> _TEXT SHOWN_
══════════
Gil Scott-Heron
On Blues and Poetry
So, I wanted to contribute myself. I was writing down and putting all the categories together: 'I-ain't-got-me-no-money,' 'I-ain't-got-me-no-job' blues, 'I-ain't-got-me-no-woman' blues. And I said, "Wait a minute, see, I don't want to waste no categories, the 'I-ain't-got-me-no-money' blues, 'I-ain't-got-me-no-job' blues, 'I-ain't-got-me-no-woman' blues, hell, them the same thing." 'Cause if I could get me a job, I could make me some money, I could call me a lady. I'd be doing a whole bunch better. So I put them all in the same category

But I wrote other pieces of blues, blues information. Because what had happened was that I had found out that, later on, unfortunately, in my education, about people like Langston Hughes, about people like Sterling Brown, about people like Countee Cullen, and Jean Toomer, and Claude McKay

And these people had taken the blues as a poetry form back in the twenties and the teens during the Harlem Renaissance, and they had fine tuned the blues. They had sanded it down so that it became a remarkable sort of an art form

But what happened was that in many instances we didn't learn about that. We learned about the kind of poetry that nobody could understand

Like, on 17th Street and 9th Avenue when I was a teenager, man, we didn't want to hear nothing about poetry. Somebody'd say something about poetry and we'd say, "Oh yeah, where's he at? Bring him on over here." 'Cause we was into shooting the jumper, and that was damn near all

So, in the ninth grade, like, a teacher just sneaked up on us and put these pieces of paper on the table, told everybody to read 'em, and then tell her what we thought about it

So I said, "Well, that's alright. Shit, I'll try it." I looked at the poem and the poem said:

"What now upside the wall I see / A shadow of an image, me"
══════════
> _PROVIDED DATA_
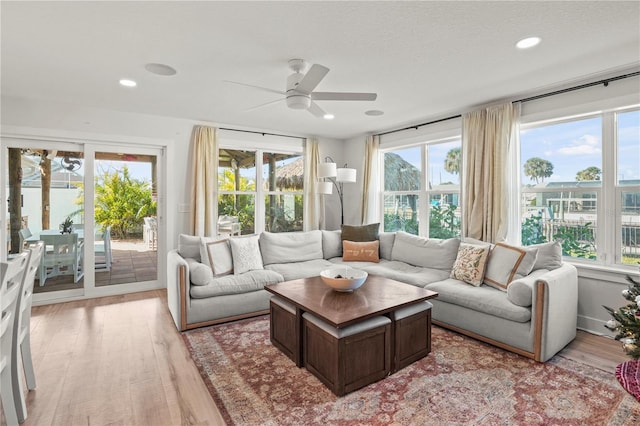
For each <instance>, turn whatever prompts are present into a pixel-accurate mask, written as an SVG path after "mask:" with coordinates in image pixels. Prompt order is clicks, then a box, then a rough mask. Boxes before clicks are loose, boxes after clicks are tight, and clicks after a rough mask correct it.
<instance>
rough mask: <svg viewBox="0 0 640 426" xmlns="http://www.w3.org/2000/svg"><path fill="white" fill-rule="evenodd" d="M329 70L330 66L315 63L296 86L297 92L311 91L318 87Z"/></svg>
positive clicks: (295, 87)
mask: <svg viewBox="0 0 640 426" xmlns="http://www.w3.org/2000/svg"><path fill="white" fill-rule="evenodd" d="M328 72H329V68H327V67H324V66H322V65H318V64H313V65H312V66H311V68H310V69H309V71H307V73H306V74H305V76H304V77H303V78H302V80H301V81H300V83H298V85H297V86H296V87H295V89H296V91H297V92H302V93H311V92H313V89H315V88H316V86H317V85H318V84H320V81H322V79H323V78H324V76H325V75H327V73H328Z"/></svg>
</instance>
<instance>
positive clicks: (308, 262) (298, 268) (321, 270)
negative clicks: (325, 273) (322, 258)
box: [265, 259, 333, 281]
mask: <svg viewBox="0 0 640 426" xmlns="http://www.w3.org/2000/svg"><path fill="white" fill-rule="evenodd" d="M331 266H333V263H331V262H330V261H328V260H326V259H314V260H307V261H305V262H296V263H272V264H271V265H266V266H265V269H268V270H270V271H275V272H277V273H278V274H280V275H282V276H283V277H284V279H285V281H290V280H297V279H300V278H308V277H317V276H318V275H320V272H321V271H323V270H325V269H328V268H330V267H331Z"/></svg>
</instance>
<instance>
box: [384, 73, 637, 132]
mask: <svg viewBox="0 0 640 426" xmlns="http://www.w3.org/2000/svg"><path fill="white" fill-rule="evenodd" d="M638 75H640V71H635V72H631V73H628V74H623V75H619V76H616V77H610V78H604V79H602V80H598V81H594V82H592V83H585V84H580V85H578V86H573V87H568V88H566V89H560V90H555V91H553V92H549V93H543V94H541V95H536V96H531V97H528V98H524V99H518V100H517V101H512V102H511V103H515V102H520V103H522V102H529V101H535V100H537V99H542V98H547V97H550V96H555V95H561V94H563V93H567V92H573V91H574V90H580V89H586V88H587V87H592V86H598V85H600V84H604V86H605V87H607V86H608V85H609V83H610V82H612V81H616V80H623V79H625V78H629V77H636V76H638ZM460 117H462V114H458V115H452V116H451V117H447V118H441V119H439V120H433V121H428V122H426V123H420V124H414V125H413V126H408V127H404V128H402V129H396V130H389V131H388V132H382V133H378V134H375V135H374V136H383V135H388V134H390V133H397V132H402V131H405V130H411V129H414V130H418V128H419V127H422V126H428V125H430V124H436V123H440V122H442V121H447V120H453V119H454V118H460Z"/></svg>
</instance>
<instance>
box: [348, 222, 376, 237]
mask: <svg viewBox="0 0 640 426" xmlns="http://www.w3.org/2000/svg"><path fill="white" fill-rule="evenodd" d="M379 232H380V223H370V224H368V225H359V226H355V225H342V233H341V235H342V240H343V241H344V240H347V241H375V240H377V239H378V236H379Z"/></svg>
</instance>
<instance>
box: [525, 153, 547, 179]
mask: <svg viewBox="0 0 640 426" xmlns="http://www.w3.org/2000/svg"><path fill="white" fill-rule="evenodd" d="M524 174H525V176H527V177H529V178H531V179H532V180H535V181H536V184H537V183H538V179H540V180H541V181H542V182H544V178H546V177H549V176H551V175H552V174H553V164H551V162H550V161H547V160H544V159H542V158H539V157H533V158H529V159H528V160H527V161H526V162H525V163H524Z"/></svg>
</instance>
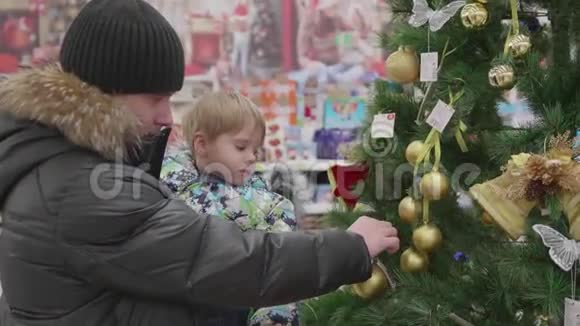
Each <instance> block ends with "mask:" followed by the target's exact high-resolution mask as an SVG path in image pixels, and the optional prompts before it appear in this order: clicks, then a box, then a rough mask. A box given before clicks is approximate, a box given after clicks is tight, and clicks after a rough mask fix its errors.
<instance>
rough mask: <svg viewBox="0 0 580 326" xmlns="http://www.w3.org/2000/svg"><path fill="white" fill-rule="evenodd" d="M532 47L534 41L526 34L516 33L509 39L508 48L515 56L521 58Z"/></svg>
mask: <svg viewBox="0 0 580 326" xmlns="http://www.w3.org/2000/svg"><path fill="white" fill-rule="evenodd" d="M531 47H532V42H531V41H530V38H529V37H528V36H526V35H522V34H519V35H515V36H512V37H511V38H510V40H509V41H508V48H509V50H510V53H511V54H512V56H513V57H514V58H519V57H522V56H524V55H526V54H527V53H528V52H529V50H530V48H531Z"/></svg>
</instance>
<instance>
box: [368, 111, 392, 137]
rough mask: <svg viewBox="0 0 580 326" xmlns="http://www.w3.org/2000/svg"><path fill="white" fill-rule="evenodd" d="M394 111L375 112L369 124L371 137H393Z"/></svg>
mask: <svg viewBox="0 0 580 326" xmlns="http://www.w3.org/2000/svg"><path fill="white" fill-rule="evenodd" d="M395 117H396V114H395V113H386V114H377V115H375V116H374V118H373V124H372V125H371V138H393V137H394V136H395Z"/></svg>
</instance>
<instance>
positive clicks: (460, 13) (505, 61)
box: [301, 0, 580, 326]
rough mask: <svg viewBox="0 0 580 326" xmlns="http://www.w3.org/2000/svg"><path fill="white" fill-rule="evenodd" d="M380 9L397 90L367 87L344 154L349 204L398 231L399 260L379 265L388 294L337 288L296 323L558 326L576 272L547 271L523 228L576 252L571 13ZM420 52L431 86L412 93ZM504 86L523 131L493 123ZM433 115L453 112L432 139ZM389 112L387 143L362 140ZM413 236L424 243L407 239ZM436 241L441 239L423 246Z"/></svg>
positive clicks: (486, 1) (544, 246)
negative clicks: (399, 233)
mask: <svg viewBox="0 0 580 326" xmlns="http://www.w3.org/2000/svg"><path fill="white" fill-rule="evenodd" d="M389 3H390V5H391V6H392V8H393V12H394V14H395V15H396V16H397V18H396V19H397V23H396V30H395V31H394V32H393V33H390V34H389V36H388V37H387V36H386V35H385V36H384V37H383V42H382V43H383V44H382V45H381V46H383V47H385V48H386V49H388V50H390V51H395V53H394V54H392V55H391V57H390V58H389V59H388V60H387V75H388V77H389V79H391V80H395V81H398V82H400V83H404V84H406V85H405V89H406V91H404V92H397V91H394V89H396V88H395V87H393V83H392V82H391V81H378V82H377V83H376V84H375V85H374V92H373V95H372V97H371V98H370V99H369V108H368V119H367V121H366V123H365V126H364V130H363V133H362V136H361V141H360V144H358V145H357V146H356V147H355V149H354V150H353V151H352V153H351V155H350V156H351V159H352V160H353V161H355V162H357V163H359V164H364V165H366V166H368V168H369V173H368V176H367V177H366V180H365V183H364V185H365V187H364V191H363V192H362V194H361V196H360V199H359V202H361V203H365V204H367V206H370V207H372V208H373V210H374V211H373V212H372V213H371V214H372V215H373V216H375V217H384V218H385V219H386V220H388V221H390V222H392V223H393V224H394V225H395V226H396V227H397V228H398V229H399V233H400V238H401V253H400V254H398V255H394V256H385V257H381V259H380V260H381V261H382V263H383V264H384V265H385V266H386V269H387V270H388V271H389V274H390V275H391V276H392V278H393V279H394V281H395V283H396V287H395V288H390V289H388V290H386V291H385V292H384V293H381V294H380V295H379V296H378V297H377V298H361V297H360V296H357V295H355V294H354V292H353V291H352V290H353V287H345V288H343V289H341V290H340V291H337V292H336V293H333V294H330V295H327V296H324V297H321V298H317V299H314V300H310V301H308V302H306V303H305V304H304V305H303V309H302V312H301V320H302V323H303V324H304V325H308V326H311V325H333V326H338V325H349V326H350V325H389V326H397V325H404V326H409V325H478V326H479V325H494V326H497V325H510V326H511V325H559V324H561V323H562V322H563V320H564V309H565V308H564V307H565V298H571V297H572V295H573V293H574V292H573V291H574V290H575V289H576V282H575V267H574V266H575V261H574V262H573V263H572V265H574V266H573V267H572V268H571V271H564V270H563V269H562V268H560V267H559V266H558V265H556V264H555V263H554V261H553V260H552V259H551V257H550V255H549V254H548V247H547V246H546V245H545V244H544V242H543V240H542V238H541V237H540V236H539V233H538V232H537V231H534V229H533V228H532V226H533V225H537V224H543V225H547V226H549V227H551V228H553V229H554V230H556V231H557V232H558V233H560V234H561V236H560V237H561V239H564V238H565V239H576V240H580V237H579V234H578V225H577V224H575V223H577V222H578V221H576V220H577V219H580V216H579V215H580V211H579V210H580V200H578V196H579V195H578V192H579V190H580V189H579V183H580V170H579V169H578V163H576V162H575V161H574V160H573V157H575V156H574V155H577V154H578V153H577V152H576V153H574V152H573V150H572V146H573V145H572V142H571V138H572V137H573V136H574V135H575V134H576V130H577V128H578V126H580V92H579V91H578V85H579V82H580V63H578V62H577V58H578V57H579V54H580V47H579V46H577V44H580V43H579V42H578V41H579V40H580V39H579V38H580V1H573V0H543V1H520V2H519V3H518V2H516V1H511V0H489V1H487V0H485V1H484V0H479V1H467V3H466V4H465V5H464V4H463V3H459V2H455V1H449V0H431V1H427V2H425V1H421V0H398V1H389ZM454 7H456V8H454ZM536 8H544V9H545V12H546V13H547V15H545V16H546V18H548V19H549V24H548V25H547V26H543V27H542V26H540V25H539V24H538V21H537V17H538V16H541V15H542V10H537V9H536ZM413 14H414V15H415V16H414V18H413V19H411V20H410V17H412V16H413ZM410 22H412V23H413V24H411V23H410ZM530 45H531V47H530ZM429 52H437V63H438V74H437V80H436V81H432V82H421V81H420V80H419V79H418V78H417V77H418V74H419V73H418V72H419V67H418V66H417V62H415V63H414V60H418V58H419V57H420V56H421V55H420V54H422V53H429ZM426 75H427V74H426ZM512 87H516V88H517V90H518V92H519V93H520V95H521V96H522V97H524V98H525V99H526V100H527V102H528V103H529V107H530V110H531V111H532V112H533V114H534V115H535V116H536V118H537V119H536V121H535V122H534V123H530V124H529V125H526V126H524V127H517V128H516V127H510V126H506V125H504V123H503V122H502V119H501V117H500V115H499V114H498V103H500V102H501V101H503V95H504V92H505V91H506V90H508V89H510V88H512ZM411 89H420V90H421V91H422V92H421V93H422V94H423V96H417V94H416V93H417V92H412V91H409V90H411ZM439 101H441V102H443V103H442V104H443V105H441V103H439ZM438 103H439V105H440V106H441V107H442V108H443V109H447V108H448V107H451V108H452V109H453V110H454V112H453V115H452V117H451V119H450V121H449V122H448V123H447V124H446V125H445V127H444V129H443V130H442V132H439V131H437V130H434V128H433V126H432V125H435V126H437V125H438V124H439V123H437V119H434V120H433V116H431V114H432V113H433V111H435V108H436V107H437V104H438ZM443 111H445V110H443ZM388 113H395V114H396V120H395V125H394V137H392V138H373V135H374V134H375V132H376V130H373V121H375V120H376V121H379V120H380V119H379V118H380V117H381V115H383V114H388ZM429 117H431V118H429ZM437 117H439V118H441V117H442V115H438V116H437ZM376 121H375V128H377V126H378V124H377V122H376ZM429 122H431V124H430V123H429ZM412 143H413V145H412V146H410V144H412ZM432 173H435V174H437V173H438V175H435V174H432ZM441 176H442V177H443V181H441V182H439V183H438V182H437V180H438V179H437V178H436V177H441ZM429 178H431V179H429ZM445 181H448V184H446V183H445ZM446 185H448V186H449V188H450V189H449V191H448V192H446V191H445V190H446V189H445V186H446ZM563 194H564V195H565V196H564V195H563ZM439 197H440V198H439ZM405 198H406V199H405ZM404 199H405V203H401V202H402V201H403V200H404ZM574 200H575V201H574ZM405 204H407V206H405ZM364 212H366V211H361V210H356V209H355V210H354V211H350V210H340V211H336V212H333V213H332V214H330V215H329V216H328V221H329V222H330V223H331V224H333V225H334V226H339V227H344V228H346V227H348V226H349V225H350V223H352V222H353V221H354V220H355V219H356V217H358V216H360V214H361V213H364ZM410 219H415V222H414V223H408V222H409V220H410ZM486 222H487V223H486ZM579 223H580V222H579ZM425 224H427V225H428V226H429V228H431V229H430V230H426V231H425V230H422V231H425V232H424V234H422V235H421V236H415V238H417V239H415V241H413V238H414V236H413V234H414V232H415V233H416V230H418V229H419V228H420V227H421V226H423V225H425ZM437 230H439V232H440V234H441V235H442V240H441V241H440V245H439V246H433V245H434V244H435V245H436V244H437V242H439V241H438V240H439V238H438V236H439V233H438V232H437ZM521 236H524V237H521ZM556 239H558V238H556ZM570 243H571V242H570ZM564 244H565V242H564V241H559V242H558V241H556V242H552V245H554V246H560V247H561V246H563V245H564ZM572 247H573V246H572ZM567 250H569V251H570V250H572V249H567ZM560 252H566V250H564V249H562V250H561V251H560ZM410 254H411V255H410ZM401 256H404V257H401ZM410 258H412V259H410ZM561 258H562V257H561ZM574 258H575V257H574ZM574 258H572V260H574ZM561 260H562V259H561ZM563 261H564V262H565V261H566V259H565V258H564V259H563ZM569 261H570V260H569V259H568V263H569ZM564 267H566V266H564Z"/></svg>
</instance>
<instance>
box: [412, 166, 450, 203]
mask: <svg viewBox="0 0 580 326" xmlns="http://www.w3.org/2000/svg"><path fill="white" fill-rule="evenodd" d="M449 188H450V185H449V178H447V176H446V175H445V174H443V173H441V172H438V171H433V172H429V173H427V174H425V175H424V176H423V177H422V178H421V184H420V185H419V190H420V191H421V194H423V198H425V199H427V200H430V201H432V200H440V199H442V198H444V197H446V196H447V194H449Z"/></svg>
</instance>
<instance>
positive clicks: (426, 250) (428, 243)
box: [413, 224, 443, 253]
mask: <svg viewBox="0 0 580 326" xmlns="http://www.w3.org/2000/svg"><path fill="white" fill-rule="evenodd" d="M442 242H443V235H442V234H441V231H440V230H439V228H438V227H437V226H436V225H434V224H425V225H421V226H420V227H418V228H416V229H415V231H413V245H414V246H415V248H417V250H419V251H421V252H425V253H431V252H433V251H435V250H436V249H437V248H439V246H441V243H442Z"/></svg>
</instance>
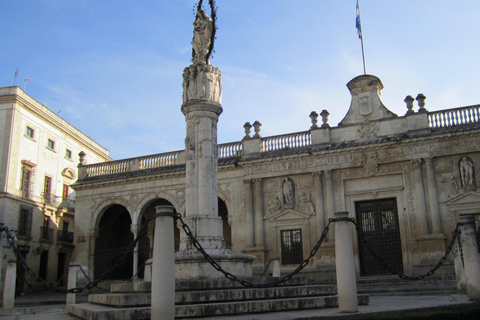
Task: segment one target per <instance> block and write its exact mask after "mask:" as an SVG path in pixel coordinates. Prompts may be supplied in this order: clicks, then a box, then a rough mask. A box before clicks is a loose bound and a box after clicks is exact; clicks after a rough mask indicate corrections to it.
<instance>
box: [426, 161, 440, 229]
mask: <svg viewBox="0 0 480 320" xmlns="http://www.w3.org/2000/svg"><path fill="white" fill-rule="evenodd" d="M425 163H426V166H427V185H428V201H429V203H430V219H431V220H432V233H433V234H441V233H442V226H441V224H440V210H439V209H438V196H437V184H436V182H435V172H434V170H433V159H431V158H428V159H426V160H425Z"/></svg>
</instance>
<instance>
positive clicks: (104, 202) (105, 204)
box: [90, 198, 134, 236]
mask: <svg viewBox="0 0 480 320" xmlns="http://www.w3.org/2000/svg"><path fill="white" fill-rule="evenodd" d="M117 204H119V205H122V206H124V207H125V208H126V209H127V211H128V213H129V214H130V219H132V221H134V220H133V214H132V212H134V211H133V208H132V207H131V205H130V202H129V201H127V200H126V199H124V198H111V199H106V200H104V201H102V202H101V203H99V204H98V205H97V207H96V208H95V210H93V214H92V217H91V220H90V221H92V223H93V226H92V228H93V229H94V230H95V236H97V231H98V224H99V223H100V220H101V218H102V216H103V214H104V213H105V211H106V210H108V208H109V207H111V206H113V205H117Z"/></svg>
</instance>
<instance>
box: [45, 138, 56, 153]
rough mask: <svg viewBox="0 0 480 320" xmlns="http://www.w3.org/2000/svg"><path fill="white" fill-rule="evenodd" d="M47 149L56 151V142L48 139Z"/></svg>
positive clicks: (48, 149) (51, 139)
mask: <svg viewBox="0 0 480 320" xmlns="http://www.w3.org/2000/svg"><path fill="white" fill-rule="evenodd" d="M47 149H48V150H51V151H55V140H53V139H50V138H47Z"/></svg>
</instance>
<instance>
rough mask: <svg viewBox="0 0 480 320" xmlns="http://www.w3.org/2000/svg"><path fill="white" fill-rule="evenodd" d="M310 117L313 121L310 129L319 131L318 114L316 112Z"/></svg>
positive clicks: (312, 114) (312, 121)
mask: <svg viewBox="0 0 480 320" xmlns="http://www.w3.org/2000/svg"><path fill="white" fill-rule="evenodd" d="M309 117H310V119H311V120H312V126H311V127H310V129H317V128H318V126H317V122H318V113H316V112H315V111H312V112H311V113H310V115H309Z"/></svg>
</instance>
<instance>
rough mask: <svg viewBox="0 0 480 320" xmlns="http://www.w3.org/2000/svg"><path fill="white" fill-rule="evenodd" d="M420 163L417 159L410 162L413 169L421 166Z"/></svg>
mask: <svg viewBox="0 0 480 320" xmlns="http://www.w3.org/2000/svg"><path fill="white" fill-rule="evenodd" d="M422 161H423V159H422V158H418V159H413V160H411V163H412V165H413V166H414V167H420V166H421V165H422Z"/></svg>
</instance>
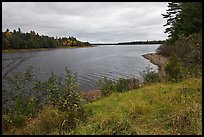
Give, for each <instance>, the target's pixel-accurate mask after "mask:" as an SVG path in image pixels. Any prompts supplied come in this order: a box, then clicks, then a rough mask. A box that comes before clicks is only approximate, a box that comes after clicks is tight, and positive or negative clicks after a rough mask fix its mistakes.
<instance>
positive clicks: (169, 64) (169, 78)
mask: <svg viewBox="0 0 204 137" xmlns="http://www.w3.org/2000/svg"><path fill="white" fill-rule="evenodd" d="M165 71H166V73H167V78H168V80H169V81H171V82H178V81H180V80H182V68H181V64H180V61H179V59H178V58H177V57H176V55H174V56H172V57H171V58H170V60H169V63H167V64H166V66H165Z"/></svg>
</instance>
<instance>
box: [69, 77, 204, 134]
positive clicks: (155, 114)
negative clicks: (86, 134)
mask: <svg viewBox="0 0 204 137" xmlns="http://www.w3.org/2000/svg"><path fill="white" fill-rule="evenodd" d="M201 91H202V79H201V78H192V79H189V80H185V81H183V82H180V83H158V84H155V85H150V86H144V87H142V88H140V89H137V90H132V91H129V92H126V93H113V94H112V95H110V96H109V97H106V98H102V99H100V100H98V101H95V102H93V103H90V104H88V105H87V106H86V111H90V112H92V115H91V116H89V118H88V120H87V121H86V122H81V123H80V124H79V125H78V126H77V128H76V130H74V131H72V132H71V133H70V134H142V135H144V134H202V115H201V112H202V93H201Z"/></svg>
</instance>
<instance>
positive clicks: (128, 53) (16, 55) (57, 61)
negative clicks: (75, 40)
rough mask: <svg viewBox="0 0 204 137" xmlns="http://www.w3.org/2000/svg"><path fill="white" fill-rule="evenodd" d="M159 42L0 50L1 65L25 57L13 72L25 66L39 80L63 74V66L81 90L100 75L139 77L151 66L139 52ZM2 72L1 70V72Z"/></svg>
mask: <svg viewBox="0 0 204 137" xmlns="http://www.w3.org/2000/svg"><path fill="white" fill-rule="evenodd" d="M158 47H159V45H155V44H154V45H103V46H96V47H91V48H72V49H53V50H46V51H34V52H19V53H3V54H2V64H6V63H9V61H12V58H15V57H18V56H22V57H25V58H27V57H29V58H28V59H27V60H25V61H24V62H23V63H21V64H20V65H19V66H18V67H17V69H16V70H15V71H22V72H23V71H24V70H25V69H26V68H27V67H28V66H32V67H33V71H34V72H35V73H36V76H37V77H38V78H39V79H42V80H45V79H46V78H47V77H48V76H49V75H50V72H54V73H56V74H57V75H60V76H64V75H65V67H66V66H67V67H68V69H69V70H70V71H71V72H72V73H77V80H78V82H79V83H80V89H81V90H84V91H88V90H93V89H97V87H98V85H97V80H99V79H101V78H102V77H104V76H105V77H108V78H110V79H113V80H115V79H118V78H120V77H123V78H130V77H136V78H139V79H140V80H142V78H141V76H140V73H139V72H142V71H143V70H145V68H146V67H147V66H148V65H149V66H150V67H152V68H153V69H154V70H155V71H157V69H158V68H157V66H156V65H153V64H152V63H150V62H149V60H146V59H145V58H143V57H142V56H141V55H142V54H145V53H152V52H155V51H156V49H157V48H158ZM2 73H3V72H2Z"/></svg>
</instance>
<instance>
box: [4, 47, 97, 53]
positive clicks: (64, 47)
mask: <svg viewBox="0 0 204 137" xmlns="http://www.w3.org/2000/svg"><path fill="white" fill-rule="evenodd" d="M88 47H94V46H80V47H79V46H74V47H65V46H63V47H57V48H36V49H7V50H2V53H16V52H29V51H45V50H53V49H62V48H88Z"/></svg>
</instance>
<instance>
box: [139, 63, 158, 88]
mask: <svg viewBox="0 0 204 137" xmlns="http://www.w3.org/2000/svg"><path fill="white" fill-rule="evenodd" d="M140 75H141V76H142V77H143V80H144V83H145V84H150V83H155V82H160V78H159V74H158V73H156V72H155V71H154V70H152V68H150V67H149V66H148V67H146V70H144V71H143V72H140Z"/></svg>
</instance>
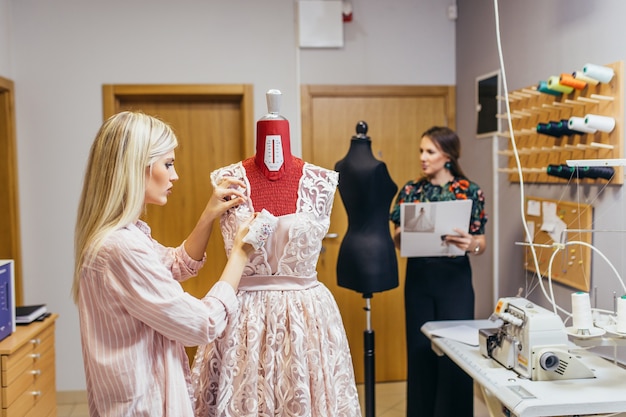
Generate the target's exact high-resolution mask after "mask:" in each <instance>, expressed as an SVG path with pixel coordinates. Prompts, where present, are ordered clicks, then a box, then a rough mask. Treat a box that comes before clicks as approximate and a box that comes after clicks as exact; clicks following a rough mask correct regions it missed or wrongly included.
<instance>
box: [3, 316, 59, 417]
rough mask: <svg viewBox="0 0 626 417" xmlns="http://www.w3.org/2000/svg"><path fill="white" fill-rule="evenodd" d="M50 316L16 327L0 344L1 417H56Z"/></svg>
mask: <svg viewBox="0 0 626 417" xmlns="http://www.w3.org/2000/svg"><path fill="white" fill-rule="evenodd" d="M57 317H58V316H57V315H56V314H53V315H52V316H50V317H48V318H47V319H45V320H44V321H41V322H34V323H32V324H29V325H27V326H17V329H16V331H15V332H14V333H13V334H12V335H11V336H9V337H7V338H6V339H4V340H2V341H1V342H0V360H1V369H2V387H1V388H2V389H1V391H0V392H1V396H2V408H1V413H0V417H9V416H10V417H56V415H57V405H56V376H55V355H54V323H55V321H56V319H57Z"/></svg>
══════════
In the text about blues and poetry, during what period did Langston Hughes and the other poets named take up the blues as a poetry form? Answer using only the text about blues and poetry.

In the teens and twenties, during the Harlem Renaissance.